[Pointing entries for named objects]
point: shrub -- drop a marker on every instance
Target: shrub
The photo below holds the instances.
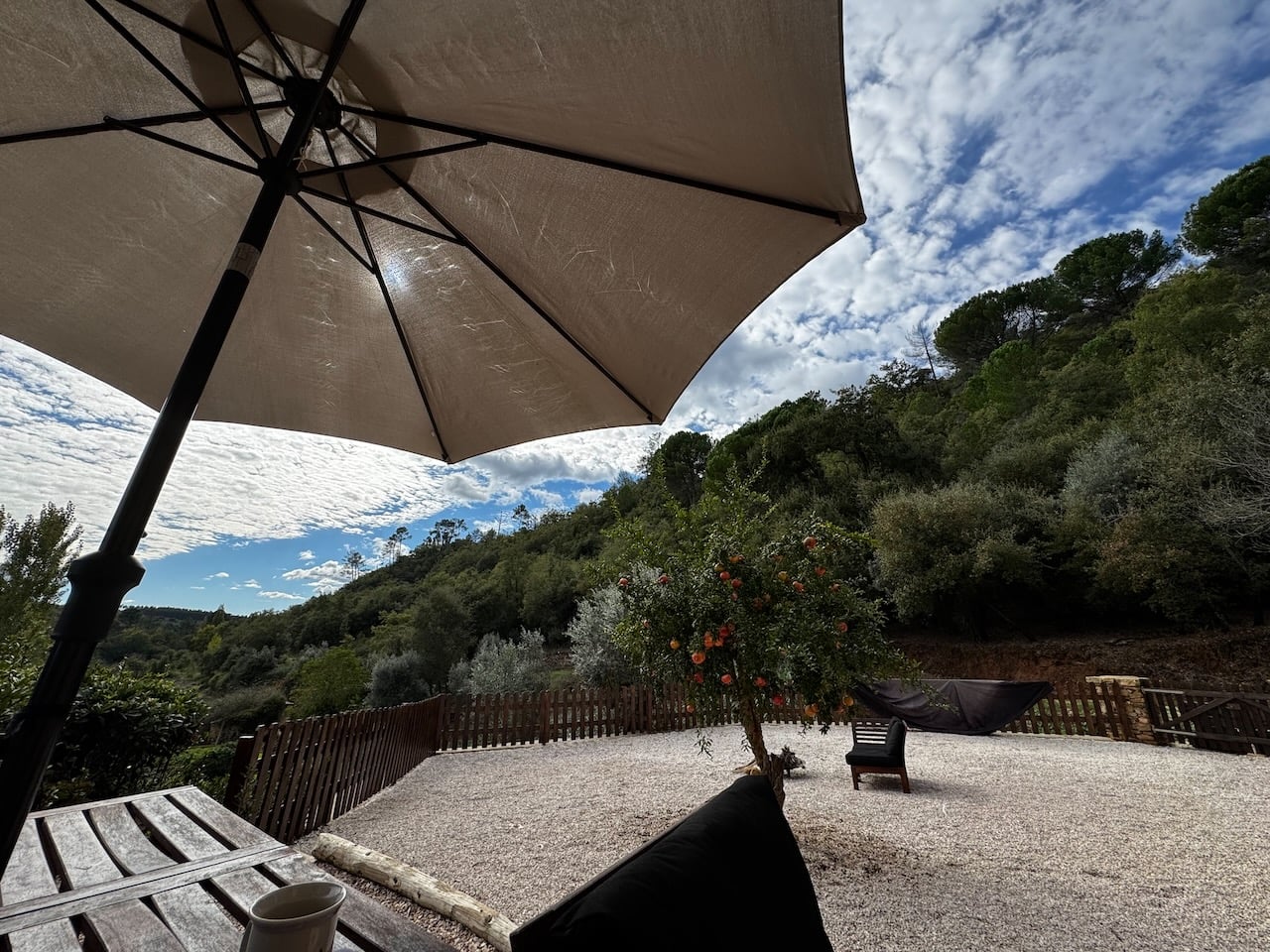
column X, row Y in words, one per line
column 329, row 683
column 595, row 657
column 398, row 680
column 244, row 710
column 121, row 733
column 207, row 767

AIM: Convert all of the data above into a JSON list of strings, one string per line, with blank lines dropped. Leave the pictures out.

EXERCISE RESPONSE:
[
  "point: shrub -- drop a marker on every instance",
  "Target: shrub",
  "The photo below holds the instances.",
  "column X, row Y in words, one per line",
  "column 329, row 683",
  "column 595, row 657",
  "column 398, row 680",
  "column 244, row 710",
  "column 121, row 733",
  "column 207, row 767"
]